### About this exercise
In your copy, reproduce each entry exactly and leave out the pictures.

### Data shown
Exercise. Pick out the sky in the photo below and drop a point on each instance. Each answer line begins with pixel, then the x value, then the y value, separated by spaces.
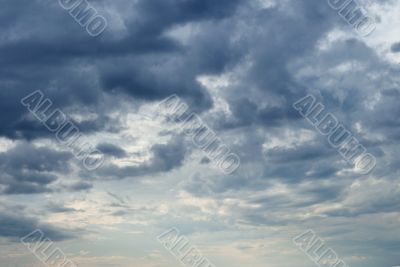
pixel 238 67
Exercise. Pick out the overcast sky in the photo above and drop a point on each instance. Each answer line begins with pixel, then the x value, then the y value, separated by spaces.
pixel 239 65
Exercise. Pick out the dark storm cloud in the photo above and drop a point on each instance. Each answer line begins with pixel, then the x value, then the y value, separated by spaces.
pixel 165 157
pixel 27 169
pixel 75 68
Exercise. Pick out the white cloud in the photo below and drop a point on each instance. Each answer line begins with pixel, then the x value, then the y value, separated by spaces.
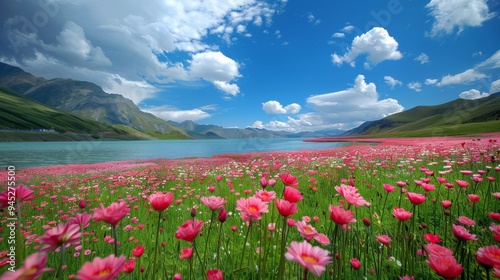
pixel 457 14
pixel 359 103
pixel 473 94
pixel 274 107
pixel 377 44
pixel 416 86
pixel 348 28
pixel 467 76
pixel 495 86
pixel 492 62
pixel 431 81
pixel 217 68
pixel 172 114
pixel 312 19
pixel 422 58
pixel 156 44
pixel 392 82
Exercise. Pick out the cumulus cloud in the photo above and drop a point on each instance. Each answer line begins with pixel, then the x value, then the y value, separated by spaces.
pixel 422 58
pixel 457 15
pixel 377 44
pixel 469 75
pixel 416 86
pixel 358 103
pixel 150 46
pixel 473 94
pixel 169 113
pixel 495 86
pixel 274 107
pixel 392 82
pixel 431 81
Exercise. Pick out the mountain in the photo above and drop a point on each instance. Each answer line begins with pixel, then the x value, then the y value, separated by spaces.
pixel 204 131
pixel 87 100
pixel 460 116
pixel 21 115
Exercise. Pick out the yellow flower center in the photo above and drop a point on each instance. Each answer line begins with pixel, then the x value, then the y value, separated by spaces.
pixel 309 259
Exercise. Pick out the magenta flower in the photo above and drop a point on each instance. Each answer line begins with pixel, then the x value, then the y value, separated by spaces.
pixel 312 258
pixel 102 269
pixel 111 214
pixel 341 216
pixel 251 208
pixel 384 239
pixel 213 202
pixel 462 233
pixel 33 267
pixel 189 230
pixel 161 201
pixel 62 234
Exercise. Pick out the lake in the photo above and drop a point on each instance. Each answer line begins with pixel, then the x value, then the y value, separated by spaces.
pixel 32 154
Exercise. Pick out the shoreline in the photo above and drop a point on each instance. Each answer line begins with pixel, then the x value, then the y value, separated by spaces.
pixel 117 166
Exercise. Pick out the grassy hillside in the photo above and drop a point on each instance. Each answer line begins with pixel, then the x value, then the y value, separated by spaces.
pixel 457 117
pixel 21 113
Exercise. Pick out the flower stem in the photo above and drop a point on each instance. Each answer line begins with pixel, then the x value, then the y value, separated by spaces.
pixel 156 244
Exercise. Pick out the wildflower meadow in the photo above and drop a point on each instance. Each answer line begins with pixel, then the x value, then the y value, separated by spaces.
pixel 423 209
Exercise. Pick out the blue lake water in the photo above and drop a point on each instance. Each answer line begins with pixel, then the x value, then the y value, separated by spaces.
pixel 31 154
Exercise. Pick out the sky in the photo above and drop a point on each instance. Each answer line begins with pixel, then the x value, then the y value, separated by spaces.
pixel 294 65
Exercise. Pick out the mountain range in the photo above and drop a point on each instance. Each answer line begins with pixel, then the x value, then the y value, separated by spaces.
pixel 79 107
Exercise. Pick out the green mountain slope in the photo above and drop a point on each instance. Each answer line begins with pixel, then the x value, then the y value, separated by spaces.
pixel 460 116
pixel 24 114
pixel 87 100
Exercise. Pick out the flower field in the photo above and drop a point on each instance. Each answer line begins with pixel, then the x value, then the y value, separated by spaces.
pixel 405 209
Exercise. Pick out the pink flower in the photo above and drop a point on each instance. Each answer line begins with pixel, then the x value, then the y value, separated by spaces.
pixel 474 197
pixel 445 266
pixel 289 180
pixel 384 239
pixel 466 221
pixel 33 267
pixel 186 253
pixel 251 208
pixel 341 216
pixel 462 183
pixel 62 234
pixel 138 251
pixel 434 249
pixel 488 256
pixel 21 194
pixel 432 238
pixel 82 220
pixel 189 230
pixel 292 195
pixel 462 233
pixel 388 188
pixel 129 266
pixel 265 195
pixel 312 258
pixel 111 214
pixel 401 214
pixel 286 208
pixel 222 215
pixel 355 263
pixel 214 274
pixel 416 198
pixel 161 201
pixel 306 231
pixel 446 204
pixel 213 202
pixel 322 239
pixel 351 195
pixel 102 269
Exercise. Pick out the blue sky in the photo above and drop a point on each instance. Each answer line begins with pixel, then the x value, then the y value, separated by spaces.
pixel 293 65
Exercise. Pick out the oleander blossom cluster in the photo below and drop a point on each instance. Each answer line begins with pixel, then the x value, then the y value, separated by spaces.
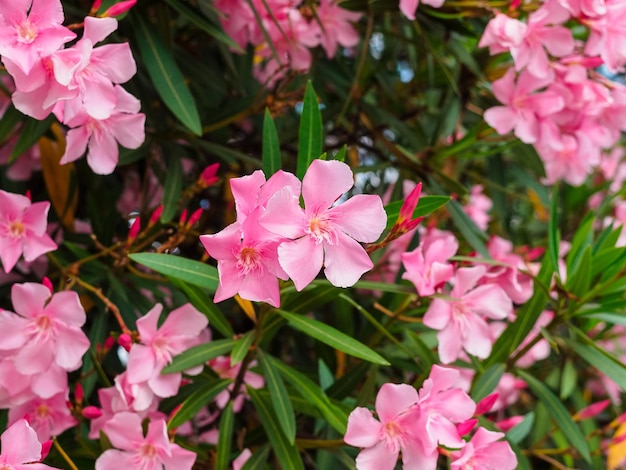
pixel 418 425
pixel 553 97
pixel 293 28
pixel 274 238
pixel 79 84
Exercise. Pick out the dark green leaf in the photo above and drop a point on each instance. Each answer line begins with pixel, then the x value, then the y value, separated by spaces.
pixel 286 453
pixel 279 397
pixel 311 135
pixel 271 146
pixel 165 74
pixel 334 338
pixel 193 272
pixel 198 355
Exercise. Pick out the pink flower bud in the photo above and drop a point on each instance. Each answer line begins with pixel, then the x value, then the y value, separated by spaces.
pixel 125 341
pixel 592 410
pixel 92 412
pixel 208 175
pixel 48 283
pixel 466 427
pixel 119 8
pixel 485 405
pixel 45 449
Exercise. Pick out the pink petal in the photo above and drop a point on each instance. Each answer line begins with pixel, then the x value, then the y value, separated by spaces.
pixel 301 259
pixel 345 262
pixel 333 176
pixel 362 217
pixel 20 444
pixel 393 399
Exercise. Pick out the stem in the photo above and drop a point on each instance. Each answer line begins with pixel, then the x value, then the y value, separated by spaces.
pixel 66 457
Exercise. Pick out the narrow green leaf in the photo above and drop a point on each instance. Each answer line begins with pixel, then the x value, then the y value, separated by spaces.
pixel 29 135
pixel 310 137
pixel 225 438
pixel 172 189
pixel 201 22
pixel 241 348
pixel 198 355
pixel 258 459
pixel 204 304
pixel 487 382
pixel 559 413
pixel 554 236
pixel 332 337
pixel 286 453
pixel 271 146
pixel 196 401
pixel 279 397
pixel 193 272
pixel 311 392
pixel 425 206
pixel 165 74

### Reply to the task
Exercise. Pick out the sky in the photo below and drop a point on each instance. Each answer line begins with pixel, then the x value, then the y value, separated by spaces.
pixel 238 67
Exercise. Pick out the overcast sky in the photo above and drop a point on each instance. Each answer line begins with pixel, then the x value, then the y value, separated by spaces.
pixel 239 65
Exercise. Pick out the dark storm cloud in the photo above and drop a point on each instance. Each answer line begins with pixel, then the x value, then the y value, separated by spaces.
pixel 165 157
pixel 27 169
pixel 75 68
Exercise. Pick out the white cloud in the photo below and drop a point on each instance. Each answer line begins with pixel, then the x value, then the y value, separated by spaces.
pixel 457 14
pixel 359 103
pixel 473 94
pixel 274 107
pixel 377 44
pixel 416 86
pixel 348 28
pixel 467 76
pixel 495 86
pixel 492 62
pixel 431 81
pixel 217 68
pixel 172 114
pixel 312 19
pixel 422 58
pixel 156 44
pixel 392 82
Exercise. Pick out the cumulus cloud in the photo above and drop a point on each instance. Each answer line begins with pixel, then the x value, then the y value, separated by spaces.
pixel 422 58
pixel 457 15
pixel 377 44
pixel 469 75
pixel 416 86
pixel 358 103
pixel 150 46
pixel 473 94
pixel 169 113
pixel 495 86
pixel 274 107
pixel 392 82
pixel 431 81
Exercise. Pick out the mountain in the photo above and drop a point on each instance. Each answer line begins with pixel, then the x value, then the y value, separated by spaces.
pixel 204 131
pixel 87 100
pixel 460 116
pixel 21 115
Exercise. Pick out the yellow flower center in the photo above and drop a point on each instance. Each answer line begins with pixel, then the x value, then the y value, separated by spaces.
pixel 309 259
Exercise. Pick out the magenta flower in the photo above and drop a point on each instance. Each answer line begins with pixel, then the x value, then the y value, separated by spaces.
pixel 312 258
pixel 102 269
pixel 111 214
pixel 341 216
pixel 251 208
pixel 384 239
pixel 213 202
pixel 462 233
pixel 33 267
pixel 189 230
pixel 161 201
pixel 62 234
Exercise. Pick out the lake in the photo above and drop a point on each instance. Each answer line begins with pixel, then the x value, then the y value, separated by spaces.
pixel 32 154
Exercise. Pick out the shoreline in the photo above and drop a point on each instance. Each answer line begins with pixel, then the x value, then the y value, separated by spaces.
pixel 117 166
Exercise. Pick out the grassy hillside in the photo above and drop a point on each instance. Each answer line begins with pixel, then the x value, then the y value, separated by spaces.
pixel 457 117
pixel 21 113
Exercise. Pick out the flower stem in the photo above and drop a point on each instance. Each answer line begins with pixel, then the x value, then the y value, separated by spaces.
pixel 156 244
Exercise. Pick out the wildflower meadow in the photo above and drop a point on each instance. Each answer line begins with pixel, then the x value, then the y value, separated by spaces.
pixel 423 209
Exercise. Pick out the blue lake water in the photo above and drop a point on each instance. Each answer line begins with pixel, then the x value, then the y value, separated by spaces.
pixel 31 154
Exercise. Pick out the sky in the photo above and drop a point on each instance. Each answer line begins with pixel, then the x value, then the y value, separated by spaces.
pixel 294 65
Exercise. Pick out the mountain range in the photo above and drop a point on each instance. Each answer line begins with pixel, then the x value, then the y value, separated by spaces.
pixel 79 107
Exercise. Pick out the green mountain slope in the photo above and drop a point on each instance. Each answer line begins with pixel, then the x value, then the y value, separated by spaces.
pixel 460 116
pixel 24 114
pixel 87 100
Exercise. Pick out the flower field in the photo above and drop a point on each instance. Each answer line begins with pixel, then the x value, then the y value, separated by spaces.
pixel 405 209
Exercise. Pick out the pink flower in the photo above and drop a point on each instance. Each answer line begins with pixel, then the x value, then the y value, separated by spaces.
pixel 474 197
pixel 445 266
pixel 289 180
pixel 384 239
pixel 466 221
pixel 33 267
pixel 186 253
pixel 251 208
pixel 341 216
pixel 462 183
pixel 62 234
pixel 138 251
pixel 434 249
pixel 488 256
pixel 21 194
pixel 432 238
pixel 82 220
pixel 189 230
pixel 292 195
pixel 462 233
pixel 388 188
pixel 129 266
pixel 265 195
pixel 312 258
pixel 111 214
pixel 401 214
pixel 286 208
pixel 222 215
pixel 355 263
pixel 214 274
pixel 416 198
pixel 161 201
pixel 306 231
pixel 446 204
pixel 213 202
pixel 322 239
pixel 351 195
pixel 102 269
Exercise. Pick out the blue sky in the photo above and drop a point on each instance. Each answer line begins with pixel, then the x value, then the y value, separated by spaces.
pixel 293 65
Exercise. Pick out the oleander blossom cluster in the photo below and drop a point on each instance. Each answer line begins with pixel, then the x value, then the y value, separated by spaces.
pixel 418 425
pixel 553 97
pixel 293 28
pixel 274 238
pixel 79 84
Exercise. Pick out the dark green leaf in the photo above and drop a point on each instance. Each answer line begins with pixel, then the x value, then the y value, separated by spaces.
pixel 286 453
pixel 279 397
pixel 311 135
pixel 271 146
pixel 165 74
pixel 334 338
pixel 193 272
pixel 198 355
Exercise. Pick out the pink flower bud in the photo above and drop a point on each instance. Each answer line begins with pixel, then the x value, then the y value, separated by spaces.
pixel 125 341
pixel 592 410
pixel 92 412
pixel 208 175
pixel 48 283
pixel 466 427
pixel 119 8
pixel 485 405
pixel 45 449
Exercise. Pick out the pink petal in the photo above and drop a point on each instance. Each answer line begins with pixel, then the x value, then the y value, separated by spaces.
pixel 301 259
pixel 345 262
pixel 333 176
pixel 362 217
pixel 20 444
pixel 393 399
Exercise. Pick out the stem in the photo above and drop a point on each instance. Each answer line begins with pixel, then the x value, then the y value, separated by spaces.
pixel 66 457
Exercise. Pick out the narrow green leaf in the photo above and drop a point on each instance. Each answer line begins with pixel, then the x value, then the y value, separated by spaces.
pixel 29 135
pixel 310 137
pixel 225 438
pixel 172 189
pixel 201 22
pixel 241 348
pixel 198 355
pixel 258 459
pixel 204 304
pixel 487 382
pixel 559 413
pixel 554 236
pixel 332 337
pixel 286 453
pixel 271 146
pixel 196 401
pixel 279 397
pixel 193 272
pixel 311 392
pixel 425 206
pixel 165 74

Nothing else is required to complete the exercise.